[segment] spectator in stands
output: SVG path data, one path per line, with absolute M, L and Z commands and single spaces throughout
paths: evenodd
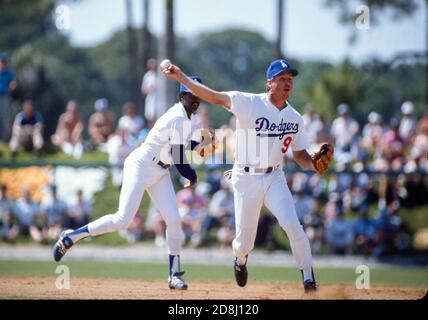
M 112 183 L 120 188 L 123 180 L 123 165 L 126 157 L 133 150 L 134 144 L 129 131 L 119 128 L 117 134 L 110 137 L 106 144 L 108 161 L 111 168 Z
M 331 125 L 331 137 L 335 159 L 342 163 L 345 159 L 355 159 L 358 154 L 359 125 L 350 114 L 349 106 L 342 103 L 337 107 L 339 116 Z
M 68 210 L 66 228 L 74 230 L 88 224 L 91 211 L 91 204 L 84 199 L 82 189 L 78 189 L 76 199 Z
M 76 159 L 83 154 L 83 122 L 77 111 L 77 103 L 70 100 L 66 111 L 59 117 L 55 134 L 51 137 L 52 143 Z
M 65 224 L 68 207 L 58 198 L 56 185 L 48 186 L 48 194 L 42 200 L 40 209 L 44 222 L 43 238 L 45 240 L 58 238 Z
M 89 118 L 89 137 L 92 148 L 105 151 L 105 143 L 115 130 L 115 115 L 109 111 L 106 98 L 95 101 L 95 113 Z
M 221 229 L 218 233 L 218 237 L 221 239 L 220 243 L 226 244 L 230 232 L 234 230 L 235 209 L 233 194 L 227 179 L 221 179 L 220 185 L 221 189 L 214 193 L 209 204 L 208 215 L 202 222 L 201 236 L 205 238 L 209 230 L 218 228 Z M 234 237 L 234 232 L 232 235 Z
M 0 185 L 0 237 L 5 241 L 16 238 L 13 234 L 12 217 L 16 209 L 12 199 L 7 196 L 7 186 Z
M 371 255 L 378 245 L 377 226 L 374 219 L 369 216 L 368 205 L 360 206 L 358 218 L 354 221 L 355 252 Z
M 40 151 L 43 147 L 43 118 L 39 112 L 34 111 L 33 102 L 25 100 L 13 123 L 10 149 L 13 157 L 20 147 L 25 151 Z
M 345 217 L 341 201 L 336 202 L 336 215 L 326 226 L 326 242 L 334 254 L 350 252 L 353 243 L 352 224 Z
M 414 106 L 411 101 L 404 101 L 401 105 L 401 114 L 402 118 L 400 121 L 400 126 L 398 128 L 398 133 L 400 138 L 408 144 L 411 142 L 413 135 L 415 134 L 416 129 L 416 117 L 413 115 Z
M 15 91 L 17 82 L 8 66 L 7 56 L 0 53 L 0 140 L 9 141 L 10 117 L 12 114 L 10 93 Z
M 123 116 L 119 119 L 118 129 L 126 130 L 131 137 L 137 138 L 139 132 L 144 127 L 144 119 L 136 112 L 133 102 L 126 102 L 122 107 Z
M 177 193 L 178 211 L 183 231 L 190 245 L 197 247 L 202 241 L 202 221 L 207 216 L 207 198 L 195 192 L 194 188 L 185 188 Z
M 320 210 L 320 204 L 317 199 L 314 199 L 309 213 L 303 221 L 305 232 L 311 242 L 313 253 L 320 253 L 324 238 L 324 217 Z
M 319 144 L 329 141 L 329 130 L 323 117 L 315 112 L 312 104 L 308 103 L 305 106 L 303 114 L 305 129 L 310 145 L 310 150 L 319 150 Z
M 292 187 L 294 206 L 296 207 L 297 218 L 303 224 L 305 216 L 308 215 L 313 206 L 314 198 L 307 192 L 308 176 L 305 173 L 296 172 L 293 174 Z
M 33 201 L 30 189 L 24 188 L 21 198 L 16 201 L 16 219 L 18 225 L 16 232 L 18 235 L 30 235 L 36 242 L 42 241 L 42 233 L 37 226 L 37 218 L 40 216 L 40 207 Z
M 151 129 L 164 110 L 159 104 L 159 74 L 156 59 L 147 60 L 147 72 L 143 76 L 141 92 L 146 96 L 144 103 L 144 117 L 147 120 L 147 127 Z
M 386 161 L 385 169 L 401 170 L 404 164 L 406 143 L 399 134 L 399 123 L 392 118 L 390 129 L 384 133 L 381 142 L 382 158 Z
M 376 158 L 381 155 L 381 140 L 384 134 L 382 117 L 377 112 L 370 112 L 369 121 L 363 128 L 361 147 Z
M 399 201 L 392 199 L 379 209 L 376 220 L 380 245 L 375 248 L 376 256 L 404 252 L 412 245 L 407 226 L 399 215 L 399 208 Z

___

Make a verbatim copy of all the entries and strip out the pictures.

[segment] spectator in stands
output: SVG path data, one path per line, with absolute M, L and Z commands and single spaces throughout
paths: evenodd
M 112 183 L 120 188 L 123 180 L 123 165 L 126 157 L 133 150 L 134 144 L 129 131 L 119 128 L 117 134 L 110 137 L 106 144 L 108 161 L 111 168 Z
M 331 125 L 331 137 L 335 159 L 342 163 L 345 159 L 355 159 L 358 154 L 359 125 L 350 114 L 349 106 L 342 103 L 337 107 L 339 116 Z
M 68 210 L 66 228 L 74 230 L 88 224 L 91 211 L 91 204 L 84 199 L 82 189 L 78 189 L 76 199 Z
M 76 159 L 83 154 L 83 122 L 77 111 L 77 103 L 70 100 L 66 111 L 59 117 L 55 134 L 51 137 L 52 143 Z
M 65 224 L 68 207 L 58 198 L 56 185 L 48 186 L 48 194 L 42 200 L 40 209 L 44 222 L 43 238 L 45 240 L 58 238 Z
M 89 118 L 89 137 L 92 148 L 105 151 L 105 143 L 115 130 L 115 115 L 109 111 L 106 98 L 95 101 L 95 113 Z
M 221 229 L 218 233 L 218 237 L 221 239 L 220 243 L 226 244 L 230 232 L 234 230 L 235 209 L 233 194 L 227 179 L 221 179 L 220 185 L 221 189 L 214 193 L 209 204 L 208 215 L 202 222 L 201 236 L 205 238 L 209 230 L 218 228 Z M 234 237 L 234 232 L 232 235 Z
M 0 185 L 0 237 L 5 241 L 16 238 L 13 234 L 12 217 L 16 209 L 12 199 L 7 196 L 7 186 Z
M 371 255 L 378 245 L 377 226 L 374 219 L 369 216 L 368 205 L 360 206 L 358 218 L 354 221 L 355 252 Z
M 40 151 L 43 147 L 43 118 L 39 112 L 34 111 L 33 102 L 25 100 L 13 123 L 10 149 L 13 157 L 20 147 L 25 151 Z
M 345 217 L 341 201 L 336 202 L 336 215 L 326 226 L 326 242 L 334 254 L 350 252 L 353 243 L 352 224 Z
M 414 106 L 411 101 L 404 101 L 401 105 L 401 114 L 402 118 L 400 121 L 400 126 L 398 128 L 398 133 L 400 138 L 408 144 L 411 142 L 413 135 L 415 134 L 416 129 L 416 117 L 413 115 Z
M 15 91 L 17 82 L 8 66 L 7 56 L 0 53 L 0 140 L 9 141 L 10 117 L 12 114 L 10 93 Z
M 123 116 L 119 119 L 118 129 L 126 130 L 131 137 L 137 138 L 139 132 L 144 127 L 144 119 L 136 112 L 133 102 L 126 102 L 122 107 Z
M 177 193 L 178 211 L 183 231 L 190 245 L 197 247 L 202 241 L 202 221 L 207 216 L 207 198 L 195 192 L 194 188 L 185 188 Z
M 320 210 L 320 204 L 317 199 L 314 199 L 309 213 L 303 221 L 305 232 L 311 242 L 313 253 L 320 253 L 324 238 L 324 217 Z
M 319 144 L 329 141 L 329 130 L 323 117 L 315 112 L 312 104 L 308 103 L 305 106 L 303 114 L 305 129 L 310 145 L 310 150 L 319 150 Z
M 292 187 L 294 206 L 296 207 L 297 218 L 303 224 L 305 216 L 308 215 L 313 206 L 314 198 L 307 192 L 308 176 L 305 173 L 296 172 L 293 174 Z
M 33 201 L 30 189 L 24 188 L 21 198 L 16 201 L 16 219 L 18 225 L 16 232 L 18 235 L 30 235 L 36 242 L 42 241 L 42 233 L 37 226 L 37 218 L 40 216 L 40 207 Z
M 151 129 L 164 110 L 159 104 L 159 74 L 156 59 L 147 60 L 147 72 L 143 76 L 141 92 L 146 96 L 144 103 L 144 117 L 147 120 L 147 127 Z
M 386 161 L 385 169 L 401 170 L 404 164 L 406 143 L 399 134 L 399 123 L 392 118 L 390 129 L 384 133 L 381 142 L 382 158 Z
M 376 158 L 381 155 L 381 140 L 384 134 L 382 117 L 377 112 L 370 112 L 369 121 L 363 128 L 361 147 Z
M 399 201 L 392 199 L 379 209 L 376 220 L 380 245 L 375 248 L 376 256 L 404 252 L 412 245 L 407 226 L 399 215 L 399 208 Z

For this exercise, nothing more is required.